5) The kitchen - large, maybe with an island, lots of space, a huge refrigerator and freezer (another one in the garage or elsewhere for meats), a huge spice collection, most of the pots and pans could be hung on the island, no grout or seams between areas, no spaces for things to fall between the oven and the stove or counter tops, electric flat stove top, professional grade knives, extensive durable tupperware that is easy to match the tops to and has all the appropriate sizes.   Nothing is more irritating than not having containers for leftovers, or searching for the right top, or having it all fall out from the cabinets.  Also good knives, and lots of good appliances.  Maybe most important - a big amazing badass dishwasher.  

6) Study - I think the best arrangement would be to have one room for computers and the other for work - with bookshelves, etc.  So the computer room will have two desktop computers and maybe an extra desk for laptops.  There will be adequate cooling in this room (that will be essential) and a well-organized area for the computer cables.  Comfortable chairs, amazing sound systems for each computer, and great headsets for when we are going at the same time doing different things.  For the other study, there will be a lot of bookshelves, each of us has a separate desk, maybe a mini-fridge in there for drinks or snacks.

7) Jacuzzi/Small Pool - something small would be nice, which has a natural tropical look to it.  Something like this, though maybe with an even more integrated look.  It's small, can be heated easily but has room for playing around.  Nothing too big since it will be a waste of space.  We don't exactly entertain a billion people.

8) Food Garden - the garden may include a greenhouse (or two or three) and possibly a hydroponic fish tank of some kind.  A bit elaborate, so we shall see - the fish is the least important.  Most important is figuring out all the different plants we want to grow.  My boyfriend will want herbs, onions, tomatoes, etc.  I am a bit heavier on the fruit plants, so probably some trees - what would be great would be figs, cherries, pomegranates, citrus of some kind (maybe blood oranges?), lemons (for lemonade), apricots or plums, Asian pear, Avocado, Japanese persimmon (the square shaped, not the pointy shaped ones).  It would be great to have the fruit trees staggered so that we have one fruit tree always producing fruit at some point during the year.

9) Recreational Garden - maybe Japanese style - in the corner of the backyard - maybe with bamboo, a Japanese maple, a nice stone bench, something pretty, maybe a small fountain/pond.  Someplace just to sit and relax.  Maybe a hummingbird feeder (a pretty ornate one, not the gawdy ones with the plastic yellow and red).  

One thing I was considering that I thought would be neat would be to have a beehive - keep a couple bee trays, have some flowers for them, but I think that would only work if we had a lot of space.  Plus the neighbors and kids might complain.

- _WHAT TO PRODUCE_
Copy the passage of the house wish list between "9) Recreational Garden" and "yellow and red).", inclusive.

- _DATASET EXTRACT_
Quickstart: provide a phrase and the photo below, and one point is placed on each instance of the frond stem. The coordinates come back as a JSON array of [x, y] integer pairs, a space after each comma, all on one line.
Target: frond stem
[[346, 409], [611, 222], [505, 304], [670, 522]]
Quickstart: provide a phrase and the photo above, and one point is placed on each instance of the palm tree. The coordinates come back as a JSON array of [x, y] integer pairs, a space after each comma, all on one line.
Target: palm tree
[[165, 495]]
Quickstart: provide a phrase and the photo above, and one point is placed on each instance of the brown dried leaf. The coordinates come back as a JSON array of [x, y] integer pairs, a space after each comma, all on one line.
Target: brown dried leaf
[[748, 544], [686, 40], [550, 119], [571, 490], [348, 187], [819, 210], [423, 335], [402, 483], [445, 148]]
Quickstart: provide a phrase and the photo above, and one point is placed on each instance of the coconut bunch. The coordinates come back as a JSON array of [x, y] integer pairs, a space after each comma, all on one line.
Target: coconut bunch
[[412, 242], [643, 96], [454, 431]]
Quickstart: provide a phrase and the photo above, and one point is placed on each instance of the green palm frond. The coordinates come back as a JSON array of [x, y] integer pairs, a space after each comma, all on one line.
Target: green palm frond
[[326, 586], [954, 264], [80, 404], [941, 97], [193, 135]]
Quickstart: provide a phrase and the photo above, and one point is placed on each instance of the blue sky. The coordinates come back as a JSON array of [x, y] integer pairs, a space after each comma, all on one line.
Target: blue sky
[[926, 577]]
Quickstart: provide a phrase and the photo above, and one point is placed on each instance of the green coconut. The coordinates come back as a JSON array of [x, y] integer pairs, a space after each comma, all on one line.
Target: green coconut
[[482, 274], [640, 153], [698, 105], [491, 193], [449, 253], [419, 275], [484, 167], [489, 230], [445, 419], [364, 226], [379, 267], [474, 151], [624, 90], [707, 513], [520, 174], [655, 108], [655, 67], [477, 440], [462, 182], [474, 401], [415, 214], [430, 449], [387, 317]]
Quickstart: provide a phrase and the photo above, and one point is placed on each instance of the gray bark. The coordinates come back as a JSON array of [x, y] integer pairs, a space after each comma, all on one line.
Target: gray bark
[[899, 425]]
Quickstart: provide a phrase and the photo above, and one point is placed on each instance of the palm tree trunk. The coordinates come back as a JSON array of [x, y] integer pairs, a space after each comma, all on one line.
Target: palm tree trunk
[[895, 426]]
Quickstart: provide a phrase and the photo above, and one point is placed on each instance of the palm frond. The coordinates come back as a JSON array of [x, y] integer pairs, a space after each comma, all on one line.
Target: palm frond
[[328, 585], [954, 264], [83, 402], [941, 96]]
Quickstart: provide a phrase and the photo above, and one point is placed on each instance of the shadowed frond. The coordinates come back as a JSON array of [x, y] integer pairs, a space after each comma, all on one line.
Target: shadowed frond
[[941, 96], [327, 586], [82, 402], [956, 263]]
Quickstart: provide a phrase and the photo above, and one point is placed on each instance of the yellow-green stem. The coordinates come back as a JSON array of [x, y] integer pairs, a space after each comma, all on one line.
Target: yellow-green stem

- _SOLUTION FOR THIS TASK_
9) Recreational Garden - maybe Japanese style - in the corner of the backyard - maybe with bamboo, a Japanese maple, a nice stone bench, something pretty, maybe a small fountain/pond.  Someplace just to sit and relax.  Maybe a hummingbird feeder (a pretty ornate one, not the gawdy ones with the plastic yellow and red).